TEXTAUSZUG >>
Glaubt man dem Landespresseamt, kann sich Südtirol kaum noch wehren vor immer neuen Kompetenzen. Nachdem der Landeshauptmann heute in Rom war, ist von der Zuständigkeit die Rede, das neue Gefängnis in Bozen zu bauen — und zwar aufgrund des sogenannten Mailänder Abkommens, das unsere Finanzautonomie neu regelt.

Nun, man könnte die Geschichte auch etwas anders erzählen: Das Land baut eine Justizanstalt nach staatlichen Vorgaben und schenkt sie dem Staat — der seit Jahrzehnten außerstande ist, seinen diesbezüglichen Aufgaben nachzukommen. Das heutige Bozner Gefängnis ist eine Schande und für jeden Häftling eine Zumutung.

Inhaltlich wird das Land Südtirol auch zukünftig kein Mitspracherecht haben, höchstens eines, das sich auf Verhandlungen mit und Zugeständnisse durch den Staat beschränkt. Eine veritable Zuständigkeit ist das nicht.


Obwohl der Staat seine Zuständigkeiten nur mangelhaft wahrnimmt, werden die — angesichts der offensichtlichen Ineffizienz vermutlich überhöhten — Ausgaben stets mit eingerechnet, wenn es darum geht, die von Südtirol empfangenen Gelder aufzurechnen. Dieses Thema wird gesondert zu diskutieren sein.

II.

Im Vergleich zu jenen deutscher Bundesländer wurden die Zuständigkeiten Südtirols schon mehrmals als sehr weitreichend eingestuft. Auch ausgewiesene Fachleute wie Prof. Francesco Palermo von der Eurac bescheinigen dem deutschen Föderalismus eine de facto sehr geringe Dezentralisierung.

Ich selbst bin kein Experte auf diesem Gebiet, sondern beschränke mich vor allem auf Recherchen und Beobachtungen. Wenn ich aber auf dem bayerischen Justizportal lese, was der Freistaat auf diesem Gebiet alles regelt, komme ich nicht umhin daran zu zweifeln, dass die Südtiroler Autonomie diesbezüglich mehr zu bieten hat. Einige Auszüge:

Die Gerichtsbezirke und die Gerichtssitze sind durch das Gesetz über die Organisation der ordentlichen Gerichte im Freistaat Bayern vom 25. April 1973, zuletzt geändert durch Gesetz vom 25.10.2004, festgelegt.

AUFGABE 1 >> Wählen Sie aus den nachstehenden Zeilen jede aus, die die Zeichenfolge „cluster“ enthält, und geben Sie diese Zeilen wörtlich wieder. Achten Sie dabei auf Groß- und Kleinschreibung.

ANGEZEIGTE DATEN >>
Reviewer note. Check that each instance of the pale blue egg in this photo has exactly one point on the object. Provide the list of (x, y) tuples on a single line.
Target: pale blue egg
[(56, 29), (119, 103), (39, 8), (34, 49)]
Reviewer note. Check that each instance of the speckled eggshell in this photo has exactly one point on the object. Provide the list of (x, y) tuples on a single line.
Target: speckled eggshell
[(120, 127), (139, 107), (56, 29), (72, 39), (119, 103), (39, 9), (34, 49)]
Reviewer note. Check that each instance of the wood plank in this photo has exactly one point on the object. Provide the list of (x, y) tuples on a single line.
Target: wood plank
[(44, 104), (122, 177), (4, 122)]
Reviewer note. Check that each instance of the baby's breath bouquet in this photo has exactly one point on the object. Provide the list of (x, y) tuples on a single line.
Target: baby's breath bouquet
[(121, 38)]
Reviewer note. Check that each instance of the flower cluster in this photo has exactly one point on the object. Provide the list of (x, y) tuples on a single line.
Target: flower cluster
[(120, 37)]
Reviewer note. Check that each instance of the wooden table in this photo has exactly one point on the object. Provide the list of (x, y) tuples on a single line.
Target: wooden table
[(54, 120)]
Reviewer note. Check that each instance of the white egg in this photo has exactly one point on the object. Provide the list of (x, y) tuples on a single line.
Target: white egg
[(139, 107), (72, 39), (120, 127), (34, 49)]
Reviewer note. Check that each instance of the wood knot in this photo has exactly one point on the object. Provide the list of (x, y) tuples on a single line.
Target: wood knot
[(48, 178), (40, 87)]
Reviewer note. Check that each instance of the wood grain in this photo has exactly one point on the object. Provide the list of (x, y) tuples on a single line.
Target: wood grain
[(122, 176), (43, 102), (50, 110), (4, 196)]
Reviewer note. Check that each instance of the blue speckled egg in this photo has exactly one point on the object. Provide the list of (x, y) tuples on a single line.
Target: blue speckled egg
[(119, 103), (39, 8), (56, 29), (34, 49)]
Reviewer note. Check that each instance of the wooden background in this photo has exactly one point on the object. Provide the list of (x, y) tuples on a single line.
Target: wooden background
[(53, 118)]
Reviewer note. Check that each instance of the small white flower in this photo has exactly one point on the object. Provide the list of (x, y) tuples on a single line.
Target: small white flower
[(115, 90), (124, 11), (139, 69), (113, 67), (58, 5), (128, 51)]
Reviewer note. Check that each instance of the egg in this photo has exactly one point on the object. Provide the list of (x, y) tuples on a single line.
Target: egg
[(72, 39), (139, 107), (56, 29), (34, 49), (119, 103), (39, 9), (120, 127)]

AUFGABE 2 >> Welcher Fachmann der Eurac wird im Textauszug namentlich genannt?

VOLLSTÄNDIGE LÖSUNG 1 >>
Reviewer note. Check that each instance of the flower cluster in this photo has exactly one point on the object. Provide the list of (x, y) tuples on a single line.
Target: flower cluster

VOLLSTÄNDIGE LÖSUNG 2 >> Prof. Francesco Palermo